→ 引用段落:

▽

公 法 评 论

 惟愿公平如大水滚滚,使公义如江河滔滔!
et revelabitur quasi aqua iudicium et iustitia quasi torrens fortis

 


火的定形:苏格拉底的出场与记号

夏可君
朝圣山之思

神话中的火焰

1、神话即是神说——但神如何说,借助什么说?在什么位置上说?是祭坛吗?祭坛上的火焰打开空间,带来时间,并在食物的焚毁(即整全的燃烧)上人与神既区分又相连。

普罗米修斯与潘朵拉的神话,表明了人与神在祭坛和团体中彼此馈赠的游戏,但却是有着危险、过错、冒险与灾难发生的游戏。

女人作为礼物,对于未来的哲学是否也是危险的?对于哲学和共同体,女人是反讽之源?或者哲学对于女人也是危险的礼物?哲学与性别差异从一开始被遗忘了?哲学与人彼此的双重危险是一直伴随哲学的吗?它构成对哲学的政治思考,哲学在一开始必须反思的前提。

作为集众神的形象(eoika)于一身潘朵拉——这个最初的女人还是导致惊奇(thauma)的本源,这一惊奇与哲学的惊奇的关系一直还是隐藏的,尤其在这个所谓哲学已经终结,即惊讶已经被知识所吞没的时代,将会有什么意义?

普罗米修斯的盗火与技术、死亡和希望的关系是希腊智慧的开端。希腊智慧的理性对这一过错的敏感与补救构成了西方的命运。它不同于犹太教对恶的拯救、儒教对灾异的回避。

人听——人如何听,用耳朵?尼采所说的耳朵中的耳朵,或整个身体都是耳朵!抑或是灵魂?是先有听然后才有耳朵,还是先有耳朵才去听?耳朵是一个什么样的空间?或许它是生命的年轮——倾听带来最真实的时间?! 2、人应和着说,即是歌唱。像缪斯那样歌唱,歌唱就是神与人一起说。歌唱是生命元素的力量与节奏的呈示。

3、记忆与记录者。记忆的权力也是“王”的权力。希腊人对遗忘的恐惧,对忘忧河(lethe)的想象也决定与激发了他们对真理(a-letheia)的追求。

4、除了奥林匹克十二主神之外,也还有一些另类的神——比如,狄奥尼索斯、戈耳工等,他们显示出希腊神话它异与不定形的一面。与他们的面对面是恐怖的,并被他们的眼神所主宰而失去自我克制的能力,这就是疯狂。其实还有另外一类中性之神——如奥尔弗斯以及道路之神赫耳墨斯,这些神更隐秘。这些另类之神是否会对哲学产生影响呢?

史诗中的火焰

1、史诗作为传言、叙述,确立了一个英雄时代的典范,即在竞技中胜利和优秀相结合的德性。这德性超越了你死我活的“丛林法则”,它对古希腊的理性有着深远影响,神话和史诗的逻各斯与理性的逻各斯并没有那么对立(韦尔南的观点)。

2、荷马的两部史诗——《伊利亚特》的“离开”与《奥德塞》的“回家”构成了西方人循环的行为模式,它的回到自身与回家都偏向于对自身同一性的追求,从而有别于犹太人的游离。

△

→ 数据记录:
▽

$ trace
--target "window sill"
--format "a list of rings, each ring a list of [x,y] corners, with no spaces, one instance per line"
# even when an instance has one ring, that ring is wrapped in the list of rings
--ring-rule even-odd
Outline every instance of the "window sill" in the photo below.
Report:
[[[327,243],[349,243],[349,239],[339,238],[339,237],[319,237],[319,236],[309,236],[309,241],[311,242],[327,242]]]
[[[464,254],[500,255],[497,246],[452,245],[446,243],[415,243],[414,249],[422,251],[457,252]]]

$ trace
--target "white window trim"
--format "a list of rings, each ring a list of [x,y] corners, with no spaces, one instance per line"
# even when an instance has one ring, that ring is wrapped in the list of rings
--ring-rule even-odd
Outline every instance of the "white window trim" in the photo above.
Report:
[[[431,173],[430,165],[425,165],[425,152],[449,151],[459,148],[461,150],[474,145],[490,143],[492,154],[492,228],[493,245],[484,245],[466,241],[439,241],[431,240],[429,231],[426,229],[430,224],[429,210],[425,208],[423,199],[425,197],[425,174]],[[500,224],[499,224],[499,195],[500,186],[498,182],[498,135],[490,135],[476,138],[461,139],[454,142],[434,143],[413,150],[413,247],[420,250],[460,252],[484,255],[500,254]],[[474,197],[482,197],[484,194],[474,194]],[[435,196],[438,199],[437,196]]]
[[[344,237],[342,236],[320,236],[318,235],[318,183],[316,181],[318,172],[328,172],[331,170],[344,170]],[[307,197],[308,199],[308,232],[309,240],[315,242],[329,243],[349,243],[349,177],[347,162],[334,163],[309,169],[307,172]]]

△

→ 简短任务 1:
根据关于苏格拉底出场的引用段落回答下列问题:
(a) 希腊人对哪条河的想象激发了他们对真理的追求?
(b) 《伊利亚特》和《奥德塞》分别被概括为什么?
(c) 史诗确立的英雄时代典范是哪一种德性?
→ 简短任务 2:
请列出关于苏格拉底出场的引用段落中,写在括号里的全部希腊词(拉丁字母形式)。
→ 简短任务 3:
请从最后一句之后续写关于苏格拉底出场的引用段落。

→ 回答 1:
(a) 忘忧河(lethe)。
(b) 《伊利亚特》是“离开”,《奥德塞》是“回家”。
(c) 在竞技中胜利和优秀相结合的德性。

→ 回答 2:
eoika、thauma、lethe、a-letheia

→ 回答 3:
悲剧时刻

1、轴心时代的转变,古希腊对智慧的爱,中国文化对智慧的忧患,希伯莱对智慧的拯救,形成着差异。俄底甫斯在回答了斯芬克斯之迷,即点明了人的主题之后,得以进入城邦,但他的智慧却是灾难。而希腊人并没有害怕这智慧,即便是他刺瞎了双眼,在离开家乡之后,成为一个陌生人,在另外一个陌生之地,即科罗诺斯,他也获得了安息,这安息之地如同死亡,依然是秘密——只能去爱护,而不能传递的火焰。

2、在悲剧中,合唱队作为神的声音与演员作为人的声音一同在场,戏剧舞台就是人与神对话的位置与空间,进入这个空间或位置(topos),就能分享神的荣耀与命运,其中有不朽和必死的结合。从而使悲剧形成了超历史的时刻。

3、希腊悲剧和莎士比亚的戏剧就是全部哲学,比哲学还要多的哲学!我们是否可以问,在中国文化的先秦时代,为什么没有戏剧?或者屈原的作品是一种戏剧?悲剧之美的净化作用在于它展示了欲望及其罪恶甚至血液里的复仇,但它并不是一种知识,与之相应,当苏格拉底和柏拉图说美德是知识时,这知识或智慧与悲剧不是没有关系的。悲剧让我们感受到人的罪恶,但并不让我们被它所吞没以及在现实中再现它。因为美的幻象这一层戏剧的面纱保护着凝视的眼睛。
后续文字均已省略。